The reasoning behind this, is that if you want to provide a program that requires any of the Nvidia library (when you are not allowed to DLopen them at runtime) you require to provide the libraries on a system, and having the driver part + the libraries together, in the end pulls in all the driver CUDA components.
This is something that you might want to avoid on a non Nvidia system, and It's also handy to create subpackages for adding support. I know this is not allowed from policies and might not apply to everything, but as an example we have at least the hardware encoding support in Steam In-Home streaming in RPMFusiont that could leverage this.
For example, one user could also create separate packages requiring the functionality:
<pre>
$ rpm -q --requires steam | egrep cuda
xorg-x11-drv-cuda-libs(x86-32)
</pre>
Basically Steam needs the 32 bit variant of <code>libnvidia-encode.so.1</code> (NVENC) on the system before you can use the accelerated hardware encoding. At the moment, this can't be done in RPMFusion as you would need to install the full 32 bit Nvidia driver package even on a 64 bit system.
Also, this way we could also ship things "built" with NVENC support and not forcing anyone into having the full blown driver installed but just the libraries, pretty much like every other codec/format combination.
<pre>
$ rpm -q --requires ffmpeg-libs.i686 | egrep "cuda|cuvid"
libcuda.so.1()
libnvcuvid.so.1()
</pre>
Again, FFmpeg libs (32 bit) will pull in just the libraries required and not the full blown driver.
<pre>
$ rpm -q --requires gstreamer1-plugins-bad-nvenc | grep nvidia
libnvidia-encode.so.1()(64bit)
</pre>
The <code>libnvcuvid.so.1</code> library comes from the CUDA libraries part of the Nvidia driver.

TO DO:
1. According to the text on packaging Nvidia libraries, which library does Steam need on the system before accelerated hardware encoding can be used?
2. Extend the text on packaging Nvidia libraries apart from the driver, starting right after its final sentence.

RECORDS PROVIDED:
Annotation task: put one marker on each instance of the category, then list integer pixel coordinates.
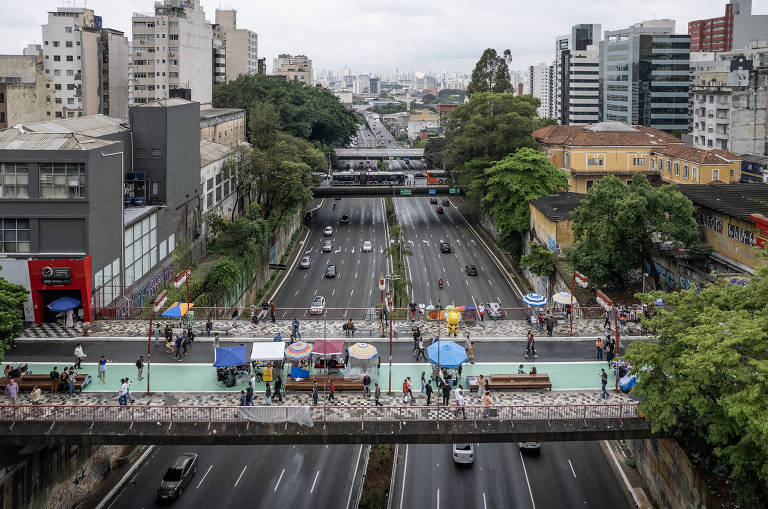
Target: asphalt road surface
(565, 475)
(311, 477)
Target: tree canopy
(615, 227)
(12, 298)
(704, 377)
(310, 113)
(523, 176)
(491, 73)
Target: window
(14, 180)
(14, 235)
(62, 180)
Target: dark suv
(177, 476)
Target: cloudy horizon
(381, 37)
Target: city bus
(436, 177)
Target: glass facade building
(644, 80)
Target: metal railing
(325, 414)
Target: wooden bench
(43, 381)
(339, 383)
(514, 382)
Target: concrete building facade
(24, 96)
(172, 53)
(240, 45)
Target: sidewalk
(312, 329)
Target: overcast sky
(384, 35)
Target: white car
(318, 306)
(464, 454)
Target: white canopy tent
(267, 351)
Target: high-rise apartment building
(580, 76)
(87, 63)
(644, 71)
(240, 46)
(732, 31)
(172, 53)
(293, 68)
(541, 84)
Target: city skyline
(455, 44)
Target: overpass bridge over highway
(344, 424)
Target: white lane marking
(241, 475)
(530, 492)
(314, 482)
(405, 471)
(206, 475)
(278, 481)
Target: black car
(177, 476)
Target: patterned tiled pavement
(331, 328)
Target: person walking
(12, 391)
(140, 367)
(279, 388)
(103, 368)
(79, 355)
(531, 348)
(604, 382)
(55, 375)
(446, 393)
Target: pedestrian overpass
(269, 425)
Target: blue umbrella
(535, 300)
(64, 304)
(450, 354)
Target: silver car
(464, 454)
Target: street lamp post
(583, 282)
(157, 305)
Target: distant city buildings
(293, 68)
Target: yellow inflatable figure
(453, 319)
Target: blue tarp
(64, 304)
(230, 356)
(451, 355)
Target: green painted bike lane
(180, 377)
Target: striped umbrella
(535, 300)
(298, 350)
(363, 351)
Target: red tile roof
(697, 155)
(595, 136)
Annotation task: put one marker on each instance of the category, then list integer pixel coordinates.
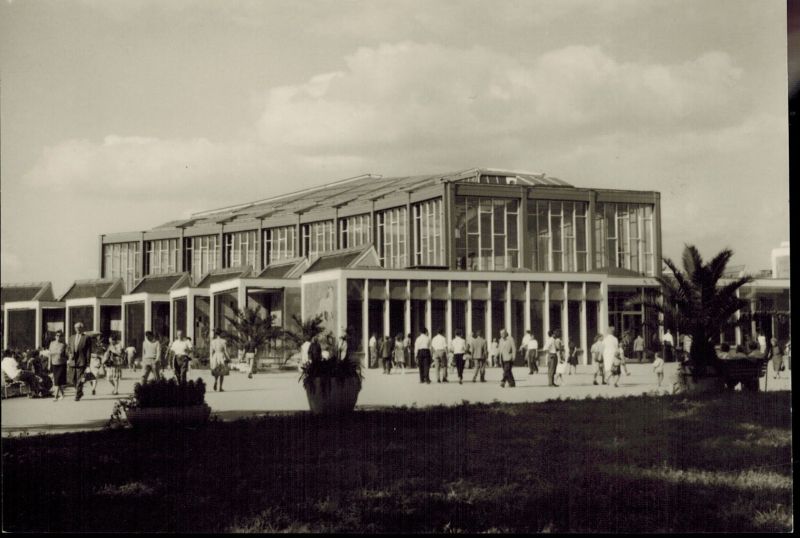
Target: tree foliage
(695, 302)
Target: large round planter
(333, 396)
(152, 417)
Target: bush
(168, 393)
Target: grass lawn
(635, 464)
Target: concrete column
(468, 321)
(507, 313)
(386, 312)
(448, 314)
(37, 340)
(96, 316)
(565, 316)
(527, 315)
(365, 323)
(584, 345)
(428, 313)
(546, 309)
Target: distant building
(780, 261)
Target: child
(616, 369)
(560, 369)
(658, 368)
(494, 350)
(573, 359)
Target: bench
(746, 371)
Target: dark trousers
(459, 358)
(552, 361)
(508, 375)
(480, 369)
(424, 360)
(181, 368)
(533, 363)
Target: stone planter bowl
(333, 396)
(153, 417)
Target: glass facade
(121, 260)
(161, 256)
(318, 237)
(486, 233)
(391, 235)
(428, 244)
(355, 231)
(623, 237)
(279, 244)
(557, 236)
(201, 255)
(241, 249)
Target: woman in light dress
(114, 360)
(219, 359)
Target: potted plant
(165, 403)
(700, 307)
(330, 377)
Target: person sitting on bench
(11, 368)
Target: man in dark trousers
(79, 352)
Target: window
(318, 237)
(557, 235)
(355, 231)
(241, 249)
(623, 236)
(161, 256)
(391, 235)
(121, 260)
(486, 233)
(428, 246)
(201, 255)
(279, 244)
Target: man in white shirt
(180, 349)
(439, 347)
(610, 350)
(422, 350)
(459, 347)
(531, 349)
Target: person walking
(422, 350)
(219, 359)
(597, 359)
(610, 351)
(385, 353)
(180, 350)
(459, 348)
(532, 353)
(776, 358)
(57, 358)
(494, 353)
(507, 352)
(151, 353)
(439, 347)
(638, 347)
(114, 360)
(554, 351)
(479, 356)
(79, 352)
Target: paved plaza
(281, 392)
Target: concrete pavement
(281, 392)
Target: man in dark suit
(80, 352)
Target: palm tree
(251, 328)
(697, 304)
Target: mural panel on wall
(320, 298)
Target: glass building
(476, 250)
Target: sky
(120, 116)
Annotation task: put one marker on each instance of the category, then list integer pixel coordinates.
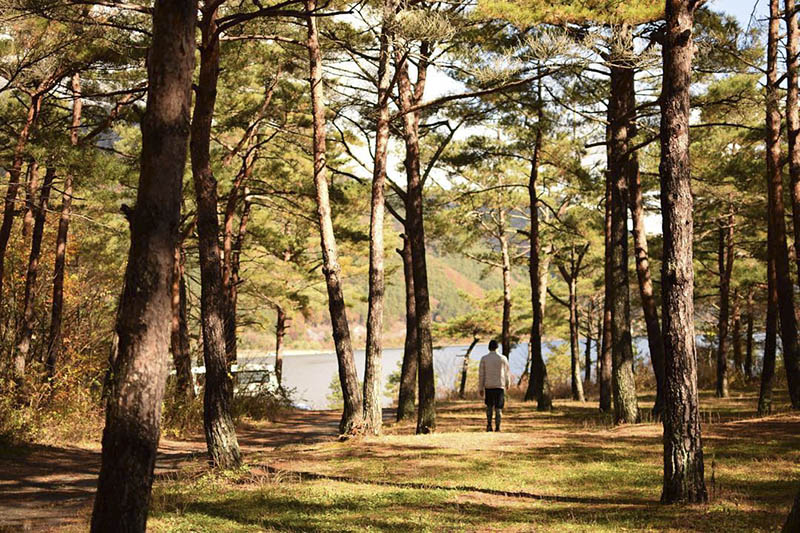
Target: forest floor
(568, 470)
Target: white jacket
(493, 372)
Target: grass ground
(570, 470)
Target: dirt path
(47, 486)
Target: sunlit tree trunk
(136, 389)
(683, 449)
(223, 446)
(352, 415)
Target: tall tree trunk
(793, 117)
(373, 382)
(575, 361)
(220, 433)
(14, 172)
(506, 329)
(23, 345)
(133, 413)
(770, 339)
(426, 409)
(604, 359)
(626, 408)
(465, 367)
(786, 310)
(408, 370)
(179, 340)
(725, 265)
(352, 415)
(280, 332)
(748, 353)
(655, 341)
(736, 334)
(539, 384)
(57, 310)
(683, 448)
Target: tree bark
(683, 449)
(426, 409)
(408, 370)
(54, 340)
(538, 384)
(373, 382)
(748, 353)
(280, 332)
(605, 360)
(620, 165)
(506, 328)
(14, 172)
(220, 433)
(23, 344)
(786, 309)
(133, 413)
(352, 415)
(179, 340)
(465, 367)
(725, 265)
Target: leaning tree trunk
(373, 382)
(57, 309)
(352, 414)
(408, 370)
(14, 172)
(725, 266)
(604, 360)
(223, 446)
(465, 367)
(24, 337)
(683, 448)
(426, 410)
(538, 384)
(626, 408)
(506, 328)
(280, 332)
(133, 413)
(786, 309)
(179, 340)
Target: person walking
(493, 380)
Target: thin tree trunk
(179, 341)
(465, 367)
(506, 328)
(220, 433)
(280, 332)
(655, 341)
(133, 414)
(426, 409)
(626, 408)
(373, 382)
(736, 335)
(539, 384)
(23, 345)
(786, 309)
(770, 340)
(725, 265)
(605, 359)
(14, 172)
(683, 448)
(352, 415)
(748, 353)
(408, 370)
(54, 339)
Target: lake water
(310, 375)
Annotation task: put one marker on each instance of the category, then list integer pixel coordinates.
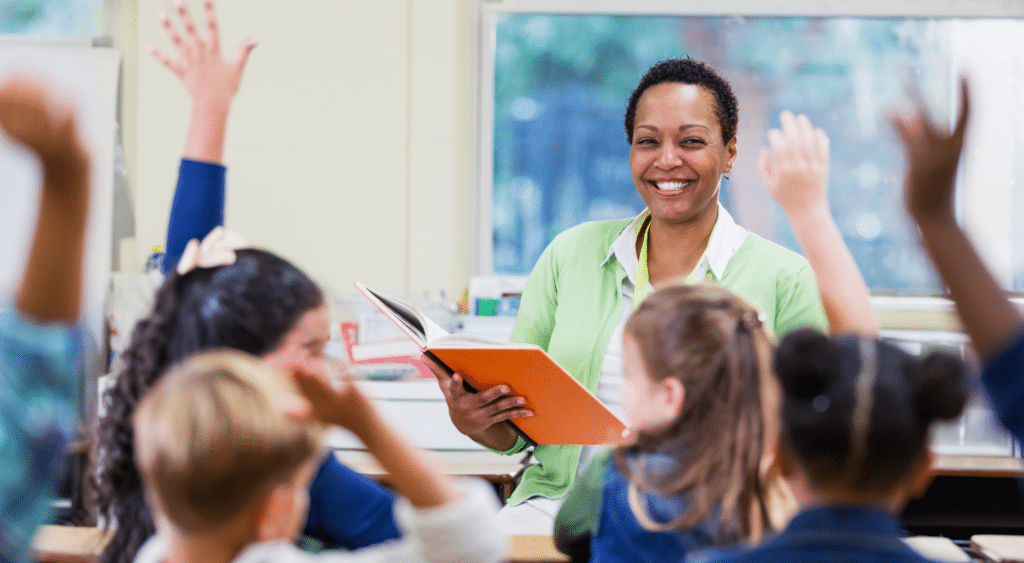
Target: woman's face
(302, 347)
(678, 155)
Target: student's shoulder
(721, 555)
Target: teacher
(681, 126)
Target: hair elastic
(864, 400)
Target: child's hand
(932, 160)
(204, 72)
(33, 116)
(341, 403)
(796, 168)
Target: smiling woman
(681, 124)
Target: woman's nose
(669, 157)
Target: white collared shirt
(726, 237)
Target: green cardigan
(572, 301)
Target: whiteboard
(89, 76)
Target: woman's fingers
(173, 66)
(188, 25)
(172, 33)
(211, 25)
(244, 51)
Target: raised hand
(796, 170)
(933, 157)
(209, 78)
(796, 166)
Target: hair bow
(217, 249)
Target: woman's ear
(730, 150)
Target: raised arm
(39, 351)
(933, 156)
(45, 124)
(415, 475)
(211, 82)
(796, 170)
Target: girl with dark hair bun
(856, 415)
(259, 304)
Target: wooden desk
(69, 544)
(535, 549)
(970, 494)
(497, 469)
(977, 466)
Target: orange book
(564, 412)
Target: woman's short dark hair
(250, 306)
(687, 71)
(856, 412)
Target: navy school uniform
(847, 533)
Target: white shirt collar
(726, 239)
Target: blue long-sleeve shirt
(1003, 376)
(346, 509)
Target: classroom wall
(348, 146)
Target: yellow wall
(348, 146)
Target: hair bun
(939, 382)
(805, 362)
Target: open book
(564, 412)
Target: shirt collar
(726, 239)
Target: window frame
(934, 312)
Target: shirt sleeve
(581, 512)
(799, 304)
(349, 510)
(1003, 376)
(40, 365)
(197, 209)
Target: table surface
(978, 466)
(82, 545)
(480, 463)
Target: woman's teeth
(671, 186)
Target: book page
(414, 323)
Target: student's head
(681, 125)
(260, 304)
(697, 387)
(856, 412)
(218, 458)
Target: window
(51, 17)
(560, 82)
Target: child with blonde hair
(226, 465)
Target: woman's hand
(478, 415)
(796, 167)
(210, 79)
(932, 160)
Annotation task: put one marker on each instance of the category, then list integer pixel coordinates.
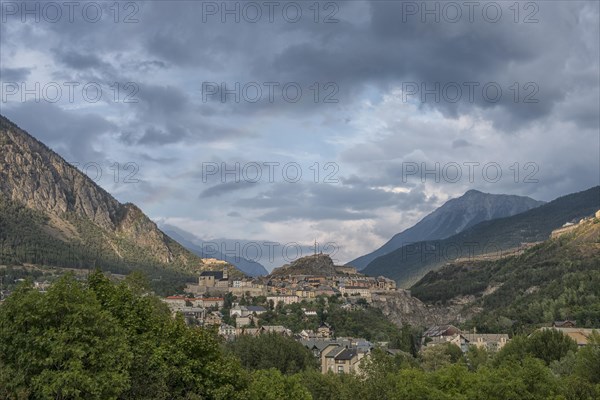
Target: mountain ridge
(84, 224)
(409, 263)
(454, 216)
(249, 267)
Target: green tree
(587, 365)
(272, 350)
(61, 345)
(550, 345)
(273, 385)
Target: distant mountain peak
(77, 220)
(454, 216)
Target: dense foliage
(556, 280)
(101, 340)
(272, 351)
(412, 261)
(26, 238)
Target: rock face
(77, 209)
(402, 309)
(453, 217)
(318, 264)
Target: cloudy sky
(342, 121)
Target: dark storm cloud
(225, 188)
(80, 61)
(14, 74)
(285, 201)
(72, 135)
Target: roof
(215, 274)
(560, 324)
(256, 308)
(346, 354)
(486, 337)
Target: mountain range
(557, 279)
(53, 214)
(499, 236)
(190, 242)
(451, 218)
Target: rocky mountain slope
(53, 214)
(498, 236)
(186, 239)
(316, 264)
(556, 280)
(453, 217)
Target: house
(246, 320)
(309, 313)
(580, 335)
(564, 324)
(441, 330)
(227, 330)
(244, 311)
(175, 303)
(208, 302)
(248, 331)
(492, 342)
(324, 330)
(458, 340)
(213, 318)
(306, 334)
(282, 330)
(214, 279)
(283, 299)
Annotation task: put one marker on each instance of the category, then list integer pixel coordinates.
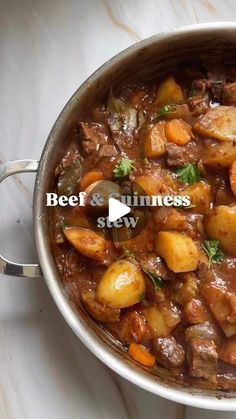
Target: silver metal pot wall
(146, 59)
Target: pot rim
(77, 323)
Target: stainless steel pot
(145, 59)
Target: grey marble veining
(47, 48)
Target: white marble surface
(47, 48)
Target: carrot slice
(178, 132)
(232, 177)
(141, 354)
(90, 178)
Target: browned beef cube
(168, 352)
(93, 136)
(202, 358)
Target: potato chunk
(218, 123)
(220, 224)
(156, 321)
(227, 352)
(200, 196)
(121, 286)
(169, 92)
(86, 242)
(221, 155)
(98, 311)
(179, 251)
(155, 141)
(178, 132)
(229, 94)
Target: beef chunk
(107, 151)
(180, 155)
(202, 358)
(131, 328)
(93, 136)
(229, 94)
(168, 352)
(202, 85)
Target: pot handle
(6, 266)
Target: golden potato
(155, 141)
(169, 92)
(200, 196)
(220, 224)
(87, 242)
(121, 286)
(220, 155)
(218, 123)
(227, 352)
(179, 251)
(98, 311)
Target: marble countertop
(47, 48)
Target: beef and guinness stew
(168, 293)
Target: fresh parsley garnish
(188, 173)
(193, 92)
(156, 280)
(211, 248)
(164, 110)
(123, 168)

RESPONSES:
1. The 32 bit variant of libnvidia-encode.so.1 (NVENC).

2.
This is also helpful if you want to compile stuff for CUDA without having an Nvidia card on the system. For example, you install CUDA on an Intel-only system with the CUDA libraries from the driver and can build CUDA kernels built for Blender. This way on an Intel system you can build CUDA support for running Blender on an Nvidia powered system.
Blender in particular DLopens <code>libcuda</code> and <code>libnvrtc</code> if available. The CUDA kernels in that subpackage are actually only needed to be installed with CUDA, so you can create a subpackage with the hard dependency:
<pre>
$ rpm -q --requires blender-cuda | grep cuda
cuda-nvrtc(x86-64)
xog-x11-drv-cuda-libs(x86-64)
</pre>
{{admon/note|Blender packages in Fedora|I've updated Blender in Fedora, CUDA can be enabled without problems just by adding the <code>blender-cuda</code> package along with the official Blender packages in Fedora. .}}
== Preloading nvidia-uvm ==
<code>nvidia-uvm</code> is required for CUDA stuff. This needs to load at boot if you want CUDA support, so it actually gets pre-loaded when installing the CUDA subpackage (again, this is something that happens only when you want CUDA support, so the above thinking for the libraries applies).
There's a caveat though, you can't just preload it hardly in the modprobe configuration. You need to post load it if the CUDA support is wanted or it generates problems with the rebuilding of the <code>initird</code>.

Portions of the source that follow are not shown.